Text shown —
09-03-2018 05:38 PM
Hello Everyone,
I've been ramping up to start listing on eBay again and wanted to ensure I have all bases covered in regards to fees. Someone in my seller group recommended I use a 3rd party eBay fee calculator to estimate my profitability and I wanted to see if there's anything else I should be considering outside of this calculator?
I'm selling apparel so I chose the "Standard" category. It also says that PayPal is factored into this, so it looks like just about everything is covered. Anything I'm missing?
Thank you!
09-03-2018 05:46 PM
All of these things take AWAY from your profit:
Item acquisition cost
Shipping costs if you use "free" shipping
Paper
Shipping supplies - tape, envelopes, boxes, bubble wrap, etc.
Ink
Ebay fees
Paypal fees
Your pay
Any overhead that you may have such as power, electricity, rent, gas if you go to the PO, gas you use while sourcing...
Did I forget anything?
Take all of the above and subtract it from your gross. That is your net.
09-03-2018 05:48 PM
Whether you are selling used or new clothing, that is a very over saturated category, which means lots of competition. Profitability is important, but if your prices are higher than most others, sales will be stymied.
09-03-2018 05:48 PM
Don't forget taxes if you are going to sell enough.
09-03-2018 05:48 PM
Your cost should include not just procurement cost, but also packaging for shipment.
And there is no labour cost. I use the local minimum wage per minute and multiply by the number of minutes it takes me to scan, describe, fill forms and upload each item.
If your item doesn't sell within one month, the eBay fees repeat.
The calculation does not allow for the 50 free listings you get each month if you don't have a Store.
Nor does it allow for the reduced cost for listings if you do have a Store. (Note that these are not 'free', and that the more items you have in your Store, the lower your per item listing fee.)
But it does give you a pretty good rule of thumb.
09-03-2018 07:41 PM - edited 09-03-2018 07:42 PM
@southern*sweet*tea wrote:All of these things take AWAY from your profit:
Item acquisition cost
Shipping costs if you use "free" shipping
Paper
Shipping supplies - tape, envelopes, boxes, bubble wrap, etc.

Dataset records —
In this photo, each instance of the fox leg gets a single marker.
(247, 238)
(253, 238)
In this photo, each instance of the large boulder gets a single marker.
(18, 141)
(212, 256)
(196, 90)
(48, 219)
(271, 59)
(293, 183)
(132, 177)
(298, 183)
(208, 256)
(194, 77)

Jobs —
A. Reproduce the passage of the eBay selling-costs thread from "Nor does it" to "rule of thumb.".
B. Pick up the forum thread on eBay selling costs after its last line and carry it forward.

Results of the tasks —
A.
Nor does it allow for the reduced cost for listings if you do have a Store. (Note that these are not 'free', and that the more items you have in your Store, the lower your per item listing fee.)
But it does give you a pretty good rule of thumb.

B.
Ink
Ebay fees
Paypal fees
Your pay
Any overhead that you may have such as power, electricity, rent, gas if you go to the PO, gas you use while sourcing...
Did I forget anything?
Take all of the above and subtract it from your gross. That is your net.
Return Requests (legitimate & otherwise)? That's not part of fees, but returns and shrinkage is certainly in the profitability calculation.
09-03-2018 08:34 PM - edited 09-03-2018 08:35 PM
@steezy410 wrote:Someone in my seller group recommended I use a 3rd party eBay fee calculator to estimate my profitability and I wanted to see if there's anything else I should be considering outside of this calculator?
That calculator does simply math to show the profitability for a specific item that includes an insertion fee and sells the first time it is listed.
Off the top of my head it does not consider store subscription fees, does not factor in free listings, and does not consider how many times the item may need to be listed before it sells. It also does not consider the effect of international sales, the cost of supplies, or factor in any sort of reserve for losses or returns.
The math for calculating a seller's profitability for an item is quite simple. I can set up a spreadsheet to do it in about five minutes, and include all the pieces that this calculator leaves out.
09-03-2018 08:47 PM
@ted_200 wrote:
@southern*sweet*tea wrote:All of these things take AWAY from your profit:
Item acquisition cost
Shipping costs if you use "free" shipping
Paper
Shipping supplies - tape, envelopes, boxes, bubble wrap, etc.
Ink
Ebay fees
Paypal fees
Your pay
Any overhead that you may have such as power, electricity, rent, gas if you go to the PO, gas you use while sourcing...
Did I forget anything?
Take all of the above and subtract it from your gross. That is your net.
Return Requests (legitimate & otherwise)? That's not part of fees, but returns and shrinkage is certainly in the profitability calculation.
Yep
I forgot the most important thing - self insurance/loss fund!
09-03-2018 08:53 PM
That calculator has nothing little to do with profit. The only way to get at net profit is to run a spread sheet with all expenses. If you sell enough you could justify using Quickbooks, but that runs a few hundred dollars a year, well worth it if you ever need to generate financial statements for tax purposes. If you are a micro seller like me you can just do it in your head.
09-03-2018 09:58 PM
A couple of sellers have mentioned returns/refunds.
These do happen, and most of them are legitimate, but they are a very small part of your business.
WalMart, which has a pretty .. ummm... interesting clientele, figures their loss to shoptheft and shrinkage at one percent of sales.
That's a useful number, but most sellers find there losses much much lower than that.
Cookie Jar Insurance, which is just tossing a few virtual pennies from every sale into a self-insurance fund for such problems, is usually a small profit centre.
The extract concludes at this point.